Excerpts from a dataset |
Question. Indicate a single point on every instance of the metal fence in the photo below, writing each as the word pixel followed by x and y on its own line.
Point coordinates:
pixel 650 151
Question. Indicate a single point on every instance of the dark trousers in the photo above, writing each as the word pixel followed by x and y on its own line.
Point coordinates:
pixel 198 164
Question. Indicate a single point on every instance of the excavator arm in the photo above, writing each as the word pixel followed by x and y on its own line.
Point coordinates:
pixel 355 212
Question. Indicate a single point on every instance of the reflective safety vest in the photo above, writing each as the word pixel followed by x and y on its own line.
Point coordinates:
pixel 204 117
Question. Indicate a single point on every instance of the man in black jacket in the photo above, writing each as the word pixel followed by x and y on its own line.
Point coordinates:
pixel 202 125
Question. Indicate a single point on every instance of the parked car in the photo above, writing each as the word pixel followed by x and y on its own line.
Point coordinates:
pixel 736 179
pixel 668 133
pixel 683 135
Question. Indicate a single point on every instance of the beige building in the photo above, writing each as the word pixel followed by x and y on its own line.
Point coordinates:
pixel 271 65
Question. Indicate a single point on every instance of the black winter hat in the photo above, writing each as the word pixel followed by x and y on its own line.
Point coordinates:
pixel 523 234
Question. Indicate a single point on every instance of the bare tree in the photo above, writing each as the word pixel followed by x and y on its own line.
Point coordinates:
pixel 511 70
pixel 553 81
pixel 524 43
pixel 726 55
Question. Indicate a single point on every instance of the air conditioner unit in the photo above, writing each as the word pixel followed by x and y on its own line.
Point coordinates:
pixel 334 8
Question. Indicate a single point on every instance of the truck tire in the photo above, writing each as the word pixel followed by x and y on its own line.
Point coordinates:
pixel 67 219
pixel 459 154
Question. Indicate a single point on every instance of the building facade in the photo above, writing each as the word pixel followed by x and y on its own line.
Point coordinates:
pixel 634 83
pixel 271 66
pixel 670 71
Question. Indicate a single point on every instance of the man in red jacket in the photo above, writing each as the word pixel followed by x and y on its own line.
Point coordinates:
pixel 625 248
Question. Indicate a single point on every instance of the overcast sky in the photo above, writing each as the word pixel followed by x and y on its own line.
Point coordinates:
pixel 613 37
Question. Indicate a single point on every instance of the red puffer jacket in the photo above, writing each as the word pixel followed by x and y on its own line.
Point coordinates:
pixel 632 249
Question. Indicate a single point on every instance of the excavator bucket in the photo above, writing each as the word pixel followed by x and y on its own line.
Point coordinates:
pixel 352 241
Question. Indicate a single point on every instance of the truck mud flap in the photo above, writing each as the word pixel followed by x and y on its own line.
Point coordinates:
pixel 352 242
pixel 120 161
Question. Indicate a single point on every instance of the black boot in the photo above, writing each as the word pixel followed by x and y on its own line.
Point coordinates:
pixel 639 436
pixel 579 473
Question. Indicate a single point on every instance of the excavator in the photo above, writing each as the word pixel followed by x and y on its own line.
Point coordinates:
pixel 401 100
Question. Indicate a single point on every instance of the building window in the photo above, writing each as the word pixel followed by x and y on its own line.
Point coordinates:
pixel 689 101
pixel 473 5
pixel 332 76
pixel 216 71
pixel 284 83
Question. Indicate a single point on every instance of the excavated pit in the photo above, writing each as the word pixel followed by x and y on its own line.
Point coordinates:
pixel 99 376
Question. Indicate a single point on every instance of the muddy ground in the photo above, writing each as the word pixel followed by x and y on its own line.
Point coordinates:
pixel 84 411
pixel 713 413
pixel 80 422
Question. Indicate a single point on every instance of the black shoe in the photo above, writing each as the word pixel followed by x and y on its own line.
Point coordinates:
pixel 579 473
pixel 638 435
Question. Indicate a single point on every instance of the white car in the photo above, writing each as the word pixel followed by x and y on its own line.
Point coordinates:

Exercise objective | Copy all records verbatim.

Exercise output |
Question. Indicate a single point on every instance of the metal fence in the photo below, writing each as the word pixel followed by x and y on its own line.
Point coordinates:
pixel 650 151
Question. Indicate a single point on every instance of the dark trousers in the photo above, writing each as the word pixel followed by x and y on its own line.
Point coordinates:
pixel 198 164
Question. Indicate a single point on every instance of the excavator arm in the photo above, writing each as the word pixel followed by x and y on its own line.
Point coordinates:
pixel 355 212
Question. Indicate a single point on every instance of the reflective safety vest in the photo above, writing each as the word pixel followed by x and y on its own line.
Point coordinates:
pixel 204 117
Question. Indicate a single point on every instance of the man in black jacket in the photo above, writing each as the word pixel followed by x and y on its own line.
Point coordinates:
pixel 202 125
Question. Indicate a single point on every instance of the parked car in the photo above, writing each as the word pixel followed by x and y on its own line.
Point coordinates:
pixel 736 179
pixel 668 133
pixel 683 135
Question. Indicate a single point on every instance of the beige building in the photo above, writing each as the word pixel followed by x and y on its own line.
Point coordinates:
pixel 271 65
Question. Indicate a single point on every instance of the black winter hat in the photo above, writing each as the word pixel followed by x and y on its own line.
Point coordinates:
pixel 523 234
Question. Indicate a single point on every instance of the bare tree in the photo above, writing each as the word pixel followed by x and y on its own line.
Point coordinates:
pixel 511 70
pixel 553 81
pixel 524 43
pixel 726 55
Question. Indicate a single point on every instance of the air conditioner unit in the photo above, writing each as the word pixel followed by x and y on its own line.
Point coordinates:
pixel 334 8
Question. Indicate a single point on every instance of the truck tire in the photo above, writing each as the word pixel followed by x and y on its own line.
Point coordinates:
pixel 67 219
pixel 459 154
Question. Indicate a single point on every instance of the building facade in the photo above, writing each as the word pixel followed by x and y on its own line.
Point coordinates:
pixel 634 83
pixel 271 66
pixel 670 71
Question. Indicate a single point on every instance of the man in red jacket in the photo above, writing each as the word pixel followed by x and y on its own line.
Point coordinates:
pixel 625 248
Question. Indicate a single point on every instance of the overcast sky in the photo above, writing each as the word pixel followed by x and y on its own line.
Point coordinates:
pixel 613 37
Question. Indicate a single point on every instance of the red puffer jacket in the photo above, writing each as the word pixel followed by x and y on its own line.
Point coordinates:
pixel 632 249
Question. Indicate a single point on every instance of the excavator bucket in the photo above, writing each as the word pixel followed by x and y on its own line.
Point coordinates:
pixel 352 241
Question. Indicate a single point on every instance of the truck mud flap in the photo above, writing each as the word pixel followed by x and y on its own line.
Point coordinates:
pixel 352 242
pixel 120 161
Question. Indicate a single point on every instance of the black boot in the photo above, writing each as the word pixel followed by x and y on its own line.
Point coordinates:
pixel 639 436
pixel 579 473
Question. Indicate a single point on every instance of the excavator in the photo above, writing each as the word pixel followed by x and y on its own line.
Point coordinates:
pixel 401 100
Question. Indicate a single point on every instance of the building window in the photo above, writing each as the word pixel followed by x and y on its own line.
Point coordinates:
pixel 689 101
pixel 473 5
pixel 332 76
pixel 216 71
pixel 284 83
Question. Indicate a single point on every instance of the excavated pit in the photo above, writing each as the word pixel followed by x and y on its own line.
Point coordinates:
pixel 99 376
Question. Indicate a single point on every instance of the muddy ground in the photo above, writing each as the word pixel followed by x and y on its own line.
Point coordinates:
pixel 84 411
pixel 713 413
pixel 80 422
Question. Indicate a single point on every instance of the black shoe in the photo above, writing each as the word pixel followed by x and y on its own line.
Point coordinates:
pixel 579 473
pixel 638 435
Question. Indicate a single point on every instance of the white car in the photo above, writing each as the word pixel followed by x and y on its own line.
Point coordinates:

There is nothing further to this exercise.